- _WORKING DATA_:
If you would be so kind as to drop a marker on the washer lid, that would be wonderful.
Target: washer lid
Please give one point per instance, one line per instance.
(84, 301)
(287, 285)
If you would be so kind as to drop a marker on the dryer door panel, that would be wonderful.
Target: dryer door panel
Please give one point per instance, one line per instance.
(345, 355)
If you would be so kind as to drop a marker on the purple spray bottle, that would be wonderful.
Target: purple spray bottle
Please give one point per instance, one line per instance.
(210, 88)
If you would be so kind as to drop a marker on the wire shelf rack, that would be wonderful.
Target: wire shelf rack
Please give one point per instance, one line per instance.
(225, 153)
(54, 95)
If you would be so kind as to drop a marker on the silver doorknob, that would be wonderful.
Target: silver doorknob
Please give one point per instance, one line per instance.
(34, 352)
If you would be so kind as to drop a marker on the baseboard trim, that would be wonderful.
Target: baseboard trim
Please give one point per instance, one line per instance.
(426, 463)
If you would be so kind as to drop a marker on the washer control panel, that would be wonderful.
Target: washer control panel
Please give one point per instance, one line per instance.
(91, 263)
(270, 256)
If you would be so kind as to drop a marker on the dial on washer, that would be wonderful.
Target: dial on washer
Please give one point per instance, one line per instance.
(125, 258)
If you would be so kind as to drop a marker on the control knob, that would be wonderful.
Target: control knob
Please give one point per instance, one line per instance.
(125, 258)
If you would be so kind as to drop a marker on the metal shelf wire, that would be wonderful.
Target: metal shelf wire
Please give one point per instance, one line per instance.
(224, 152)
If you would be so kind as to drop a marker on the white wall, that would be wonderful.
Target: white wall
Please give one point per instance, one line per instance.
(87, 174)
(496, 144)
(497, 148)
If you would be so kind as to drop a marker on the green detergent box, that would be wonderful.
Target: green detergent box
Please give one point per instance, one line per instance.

- _WRITTEN INSTRUCTION_: Rewrite all of the records above, substituting "pin" for every occurrence of "marker" and leaving everything else unchanged.

- _TASK ANSWER_:
If you would be so kind as to drop a pin on the washer lid, that would be wonderful.
Target: washer lid
Please give one point per instance, one line per instance.
(84, 301)
(287, 285)
If you would be so kind as to drop a pin on the dryer door panel, that would be wonderful.
Target: dryer door panel
Please give one point per instance, one line per instance.
(345, 355)
If you would be so kind as to drop a pin on the purple spray bottle, that would be wonderful.
Target: purple spray bottle
Please give one point per instance, one line per instance.
(210, 88)
If you would be so kind as to drop a pin on the wire shelf rack, that would be wonderful.
Target: wire shelf rack
Please give one point per instance, one line per instance.
(225, 153)
(54, 95)
If you would be so kind as to drop a pin on the silver doorknob, that would be wonderful.
Target: silver doorknob
Please give one point per instance, one line per instance.
(34, 352)
If you would be so kind as to drop a pin on the baseboard trim, that would be wonderful.
Target: baseboard trim
Please give one point per instance, one line per instance.
(426, 463)
If you would be so kind as to drop a pin on the washer control panel, that would be wonderful.
Target: washer control panel
Please give one point per instance, one line per instance.
(91, 263)
(270, 256)
If you would be so kind as to drop a pin on the dial on washer, that would be wonderful.
Target: dial on washer
Please give one point per instance, one line per instance.
(125, 258)
If you would be so kind as to drop a pin on the control knob, that would be wonderful.
Target: control knob
Please give one point per instance, one line per instance.
(125, 258)
If you would be so kind as to drop a pin on the metal shelf wire, that would be wonderful.
Target: metal shelf wire
Please give one point per instance, one line per instance.
(224, 152)
If you would be so kind as to drop a pin on the white wall, that would be wonderful.
Target: white wall
Please give one point per instance, one line per instance.
(87, 174)
(496, 144)
(497, 148)
If you would be so kind as to drop a pin on the green detergent box, that would be wonderful.
Target: green detergent box
Please give one point per instance, one line per instance.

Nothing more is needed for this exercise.